## Goal
Answer these questions using the seminar announcement.
(a) Where does the talk take place?
(b) Who supervises the speaker?
(c) What real-world data were the proposed methods applied to?

## Text shown
------------------------------------

Location:  RIC 209 and Livestream

Speaker: Chengyu Gao

PhD Student supervised by Dr. Andrei Volodin and Dr. Yiyu Yao

Title: Asymptotic and Bootstrap Confidence Intervals for the Ratio of Modes of Log-normal Distributions

Abstract:

The log-normal distribution is essential for modelling life-time data. Consequently, the log-normal distribution is used in real-world situations. As a measure of central tendency, the mode corresponds to the most typical value within the data set. The goal of this section is to estimate the confidence intervals (CIs) for the ratios of modes of two log-normal distributions using the asymptotic confidence interval (\(CI_{Asym}\)) and three varieties of bootstrap confidence intervals (\(CI_{t-boot}\), \(CI_{p-boot}\), and \(CI_{s-boot}\)). To provide the estimate of ratios of modes, I use the MLE of two parameters of log-normal distribution \(\hat{\mu}\) and \(\hat{\sigma}\). The effectiveness of the proposed CI methods is evaluated in terms of their coverage probabilities and average widths via simulation. The proposed CI methods were evaluated by applying them to real-world data on PM2.5 mass concentration in two areas of Thailand.

------------------------------------

## Collected data
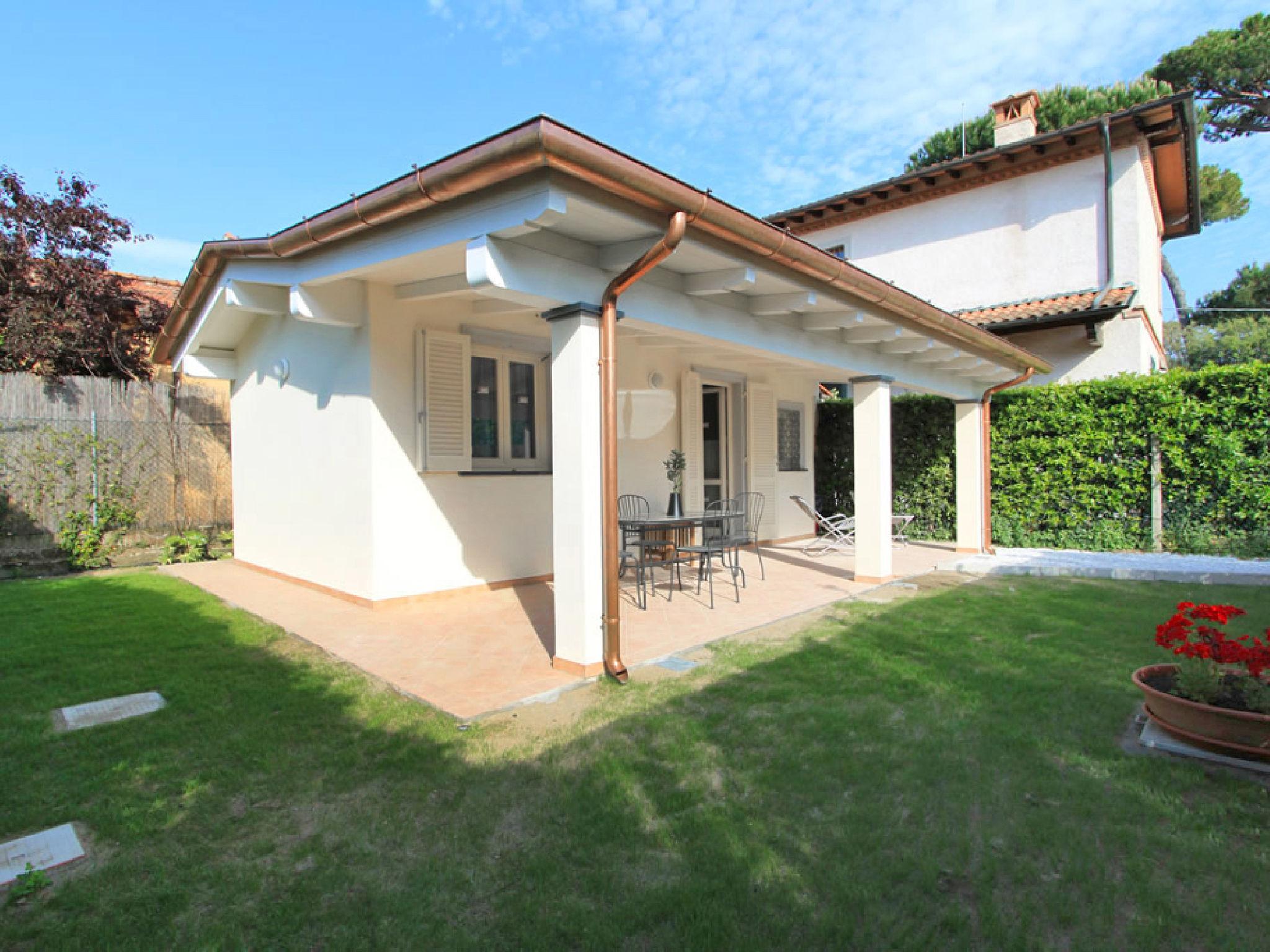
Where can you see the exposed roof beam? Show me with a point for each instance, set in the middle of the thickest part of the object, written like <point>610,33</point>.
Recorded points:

------------------------------------

## Written solution
(a) RIC 209 and Livestream
(b) Dr. Andrei Volodin and Dr. Yiyu Yao
(c) Data on PM2.5 mass concentration in two areas of Thailand